> _Entries shown_:
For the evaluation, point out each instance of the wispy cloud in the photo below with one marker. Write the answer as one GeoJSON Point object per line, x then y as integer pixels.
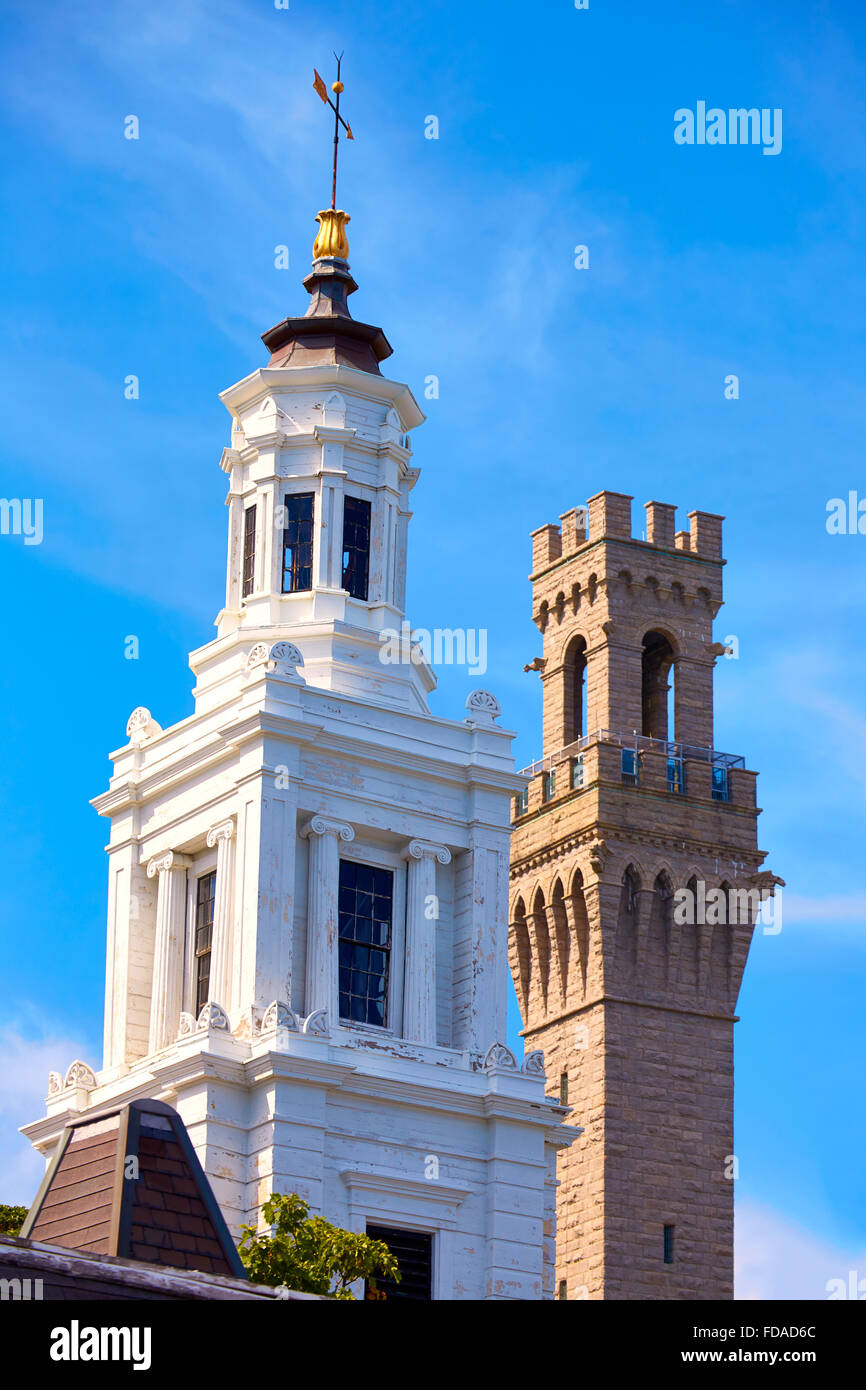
{"type": "Point", "coordinates": [777, 1258]}
{"type": "Point", "coordinates": [28, 1055]}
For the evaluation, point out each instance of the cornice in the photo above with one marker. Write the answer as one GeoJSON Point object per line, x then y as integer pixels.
{"type": "Point", "coordinates": [616, 834]}
{"type": "Point", "coordinates": [644, 546]}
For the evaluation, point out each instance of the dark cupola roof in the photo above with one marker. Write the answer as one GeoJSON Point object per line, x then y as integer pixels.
{"type": "Point", "coordinates": [328, 334]}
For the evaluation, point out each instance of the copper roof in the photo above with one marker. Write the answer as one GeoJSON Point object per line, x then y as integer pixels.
{"type": "Point", "coordinates": [127, 1182]}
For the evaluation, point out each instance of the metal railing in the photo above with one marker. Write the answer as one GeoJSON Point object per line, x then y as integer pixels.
{"type": "Point", "coordinates": [640, 742]}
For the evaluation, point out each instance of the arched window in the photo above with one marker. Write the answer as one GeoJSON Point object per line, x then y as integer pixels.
{"type": "Point", "coordinates": [627, 925]}
{"type": "Point", "coordinates": [658, 687]}
{"type": "Point", "coordinates": [574, 702]}
{"type": "Point", "coordinates": [563, 945]}
{"type": "Point", "coordinates": [581, 927]}
{"type": "Point", "coordinates": [542, 944]}
{"type": "Point", "coordinates": [720, 947]}
{"type": "Point", "coordinates": [690, 948]}
{"type": "Point", "coordinates": [659, 936]}
{"type": "Point", "coordinates": [521, 958]}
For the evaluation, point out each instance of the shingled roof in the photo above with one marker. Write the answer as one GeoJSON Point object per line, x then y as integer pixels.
{"type": "Point", "coordinates": [127, 1182]}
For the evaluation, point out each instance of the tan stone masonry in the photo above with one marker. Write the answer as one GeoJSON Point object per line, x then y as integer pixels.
{"type": "Point", "coordinates": [633, 1011]}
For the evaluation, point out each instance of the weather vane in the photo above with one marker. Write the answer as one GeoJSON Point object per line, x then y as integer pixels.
{"type": "Point", "coordinates": [337, 88]}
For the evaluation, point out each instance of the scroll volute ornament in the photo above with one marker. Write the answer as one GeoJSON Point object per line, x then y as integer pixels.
{"type": "Point", "coordinates": [331, 239]}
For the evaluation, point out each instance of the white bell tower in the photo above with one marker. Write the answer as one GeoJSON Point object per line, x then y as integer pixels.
{"type": "Point", "coordinates": [307, 877]}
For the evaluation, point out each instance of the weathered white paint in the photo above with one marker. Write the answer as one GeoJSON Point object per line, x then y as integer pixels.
{"type": "Point", "coordinates": [168, 954]}
{"type": "Point", "coordinates": [303, 748]}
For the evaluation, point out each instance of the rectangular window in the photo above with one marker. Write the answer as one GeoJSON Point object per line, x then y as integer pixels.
{"type": "Point", "coordinates": [366, 902]}
{"type": "Point", "coordinates": [248, 578]}
{"type": "Point", "coordinates": [676, 774]}
{"type": "Point", "coordinates": [356, 546]}
{"type": "Point", "coordinates": [206, 891]}
{"type": "Point", "coordinates": [722, 787]}
{"type": "Point", "coordinates": [413, 1251]}
{"type": "Point", "coordinates": [298, 542]}
{"type": "Point", "coordinates": [669, 1244]}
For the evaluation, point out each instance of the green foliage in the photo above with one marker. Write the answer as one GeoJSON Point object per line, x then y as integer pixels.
{"type": "Point", "coordinates": [309, 1254]}
{"type": "Point", "coordinates": [11, 1219]}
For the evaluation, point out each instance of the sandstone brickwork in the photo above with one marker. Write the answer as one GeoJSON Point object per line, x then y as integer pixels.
{"type": "Point", "coordinates": [628, 804]}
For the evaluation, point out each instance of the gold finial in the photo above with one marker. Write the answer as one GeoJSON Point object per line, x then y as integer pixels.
{"type": "Point", "coordinates": [331, 239]}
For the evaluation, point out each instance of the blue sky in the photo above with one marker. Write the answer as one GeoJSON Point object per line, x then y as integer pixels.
{"type": "Point", "coordinates": [156, 257]}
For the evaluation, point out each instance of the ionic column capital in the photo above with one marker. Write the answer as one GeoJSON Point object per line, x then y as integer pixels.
{"type": "Point", "coordinates": [323, 826]}
{"type": "Point", "coordinates": [424, 849]}
{"type": "Point", "coordinates": [163, 863]}
{"type": "Point", "coordinates": [223, 831]}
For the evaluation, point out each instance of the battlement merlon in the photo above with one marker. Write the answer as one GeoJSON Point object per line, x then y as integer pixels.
{"type": "Point", "coordinates": [622, 616]}
{"type": "Point", "coordinates": [608, 517]}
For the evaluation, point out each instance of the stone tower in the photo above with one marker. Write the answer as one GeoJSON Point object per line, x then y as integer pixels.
{"type": "Point", "coordinates": [630, 816]}
{"type": "Point", "coordinates": [307, 876]}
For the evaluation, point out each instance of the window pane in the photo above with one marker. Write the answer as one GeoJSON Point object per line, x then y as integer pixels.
{"type": "Point", "coordinates": [363, 979]}
{"type": "Point", "coordinates": [248, 577]}
{"type": "Point", "coordinates": [356, 546]}
{"type": "Point", "coordinates": [206, 890]}
{"type": "Point", "coordinates": [413, 1251]}
{"type": "Point", "coordinates": [298, 542]}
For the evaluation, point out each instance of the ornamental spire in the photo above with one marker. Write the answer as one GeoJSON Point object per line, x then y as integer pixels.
{"type": "Point", "coordinates": [332, 241]}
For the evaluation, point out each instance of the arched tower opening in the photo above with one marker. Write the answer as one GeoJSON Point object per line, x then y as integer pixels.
{"type": "Point", "coordinates": [658, 697]}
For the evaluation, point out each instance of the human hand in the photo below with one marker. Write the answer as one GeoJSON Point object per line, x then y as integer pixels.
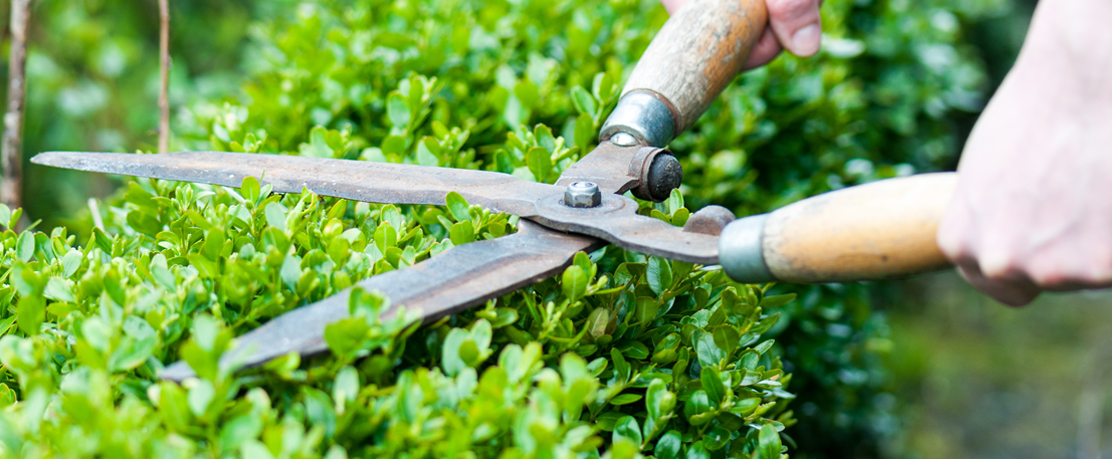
{"type": "Point", "coordinates": [793, 25]}
{"type": "Point", "coordinates": [1033, 206]}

> _Your task_: Reproduce all of the records, substituting "a single marker" for "one marker" wherever it occurs and leaving everything else unchanged. Omit the pictures from your answer.

> _Finished task_:
For the evaluation, point out each instance of the wispy cloud in the photo below with a single marker. Write the answer as one GeoJSON Point object per line, x then y as integer pixels.
{"type": "Point", "coordinates": [777, 1258]}
{"type": "Point", "coordinates": [28, 1055]}
For the evaluation, point out each instance of the cornice in the photo above with a single marker. Write the answer as one GeoJSON Point object per line, x then y as integer pixels.
{"type": "Point", "coordinates": [616, 834]}
{"type": "Point", "coordinates": [644, 546]}
For the evaluation, point out each instance of the dark cupola roof in the photo above with a single marker. Write the answer as one GeoJSON Point object per line, x then y as integer pixels.
{"type": "Point", "coordinates": [328, 334]}
For the evaluation, point out each instance of the copper roof in the photo above with a single marker. Write the answer as one GeoJSON Point object per line, x then y as integer pixels.
{"type": "Point", "coordinates": [127, 1182]}
For the evaluation, point out each instance of the metal railing in the photo above with a single marker. Write the answer as one GeoJSON Point object per line, x then y as integer pixels.
{"type": "Point", "coordinates": [640, 742]}
For the evaluation, point out each instance of the arched window in the photo above with a single marker. Write the answer as one GeoJSON Point object per line, x then y as integer pixels.
{"type": "Point", "coordinates": [627, 925]}
{"type": "Point", "coordinates": [658, 687]}
{"type": "Point", "coordinates": [574, 702]}
{"type": "Point", "coordinates": [563, 945]}
{"type": "Point", "coordinates": [581, 927]}
{"type": "Point", "coordinates": [542, 944]}
{"type": "Point", "coordinates": [720, 947]}
{"type": "Point", "coordinates": [690, 948]}
{"type": "Point", "coordinates": [659, 936]}
{"type": "Point", "coordinates": [521, 958]}
For the evaluation, point out each instance of the shingled roof in the photo above with a single marker. Write the answer as one GeoJSON Point object per line, x then y as integer pixels.
{"type": "Point", "coordinates": [127, 1182]}
For the evaluation, point out each instance of the tan stone masonry in the photo above with a single marker. Write the answer as one GeoJSON Point object per line, x then y as integer pixels.
{"type": "Point", "coordinates": [633, 1011]}
For the evaluation, point out each instance of the weather vane in the photo above with a single marker. Write the answer as one GeoJSON Point object per line, x then y as integer pixels.
{"type": "Point", "coordinates": [337, 88]}
For the evaluation, point out each instance of the scroll volute ornament in the photo above with a single marker. Write the answer as one GeoJSON Point object per line, x then y as integer pixels.
{"type": "Point", "coordinates": [331, 239]}
For the evaluation, point out each instance of the white bell tower in the photo above with a single marker. Write the answer as one GeoJSON Point object per line, x then y as integer pixels.
{"type": "Point", "coordinates": [307, 877]}
For the evaluation, point out each instance of the weathered white paint in the photo above with a single marker. Write the answer as one GeoJSON Point object per line, x then y as integer pixels.
{"type": "Point", "coordinates": [168, 954]}
{"type": "Point", "coordinates": [303, 748]}
For the evaluation, point out each instance of the rectangular window in the photo above with a single marker. Write the answer as one GeoJSON Point object per line, x then y as integer pixels.
{"type": "Point", "coordinates": [366, 902]}
{"type": "Point", "coordinates": [248, 578]}
{"type": "Point", "coordinates": [676, 774]}
{"type": "Point", "coordinates": [356, 546]}
{"type": "Point", "coordinates": [206, 891]}
{"type": "Point", "coordinates": [722, 787]}
{"type": "Point", "coordinates": [413, 1251]}
{"type": "Point", "coordinates": [298, 542]}
{"type": "Point", "coordinates": [669, 1244]}
For the evaluation, point out each instance of the green foliage in the photo above with a single marker. Write the answer as one GeoJSON Point object per line, x then y as integer pixels.
{"type": "Point", "coordinates": [309, 1254]}
{"type": "Point", "coordinates": [11, 1219]}
For the evaluation, point out each instance of the sandstone brickwork in the photo above with a single marker. Write the answer as one GeoJSON Point object per line, x then y as integer pixels.
{"type": "Point", "coordinates": [628, 804]}
For the evaluation, point out each instance of the gold finial in the photo above with a single marker. Write the answer as one GeoJSON Point object per line, x then y as integer pixels.
{"type": "Point", "coordinates": [331, 239]}
For the evaluation, point out each instance of the blue sky in the photo above with a single marker. Write the answer as one GeoJSON Point object per line, x then y as integer pixels.
{"type": "Point", "coordinates": [156, 257]}
For the evaluation, point out each instance of the ionic column capital in the photo above with a single marker. Write the answer as one GeoJSON Point object per line, x then y as integer pixels.
{"type": "Point", "coordinates": [323, 826]}
{"type": "Point", "coordinates": [424, 849]}
{"type": "Point", "coordinates": [163, 863]}
{"type": "Point", "coordinates": [223, 831]}
For the evaluation, point out each instance of the battlement merlon in the photo above with a single marker. Write the answer as one GeoJSON Point object per line, x then y as integer pixels.
{"type": "Point", "coordinates": [622, 616]}
{"type": "Point", "coordinates": [608, 517]}
For the evaluation, point out each instance of the stone tower in the photo above with a single marker. Write the answer as one GeoJSON Point object per line, x then y as integer pixels.
{"type": "Point", "coordinates": [630, 816]}
{"type": "Point", "coordinates": [307, 876]}
For the evaluation, point out each instance of the window pane in the photo above with a single marker. Write the answer as one GeoJSON Point object per line, x then y as integer pixels.
{"type": "Point", "coordinates": [363, 979]}
{"type": "Point", "coordinates": [248, 577]}
{"type": "Point", "coordinates": [356, 546]}
{"type": "Point", "coordinates": [206, 890]}
{"type": "Point", "coordinates": [413, 1251]}
{"type": "Point", "coordinates": [298, 542]}
For the evaluation, point out each instance of the ornamental spire in the photo above with a single marker. Write the answer as one GeoJSON Point object per line, x then y as integer pixels.
{"type": "Point", "coordinates": [332, 241]}
For the evaluation, point out each instance of the arched tower opening in the photo above with a single marker. Write the answer as one GeoJSON Point object per line, x then y as integer pixels.
{"type": "Point", "coordinates": [658, 697]}
For the evaluation, point out each instance of the human hand in the photo below with a single marker. Write the answer as one GeoJSON Point object per line, x then y as integer pixels.
{"type": "Point", "coordinates": [793, 25]}
{"type": "Point", "coordinates": [1033, 206]}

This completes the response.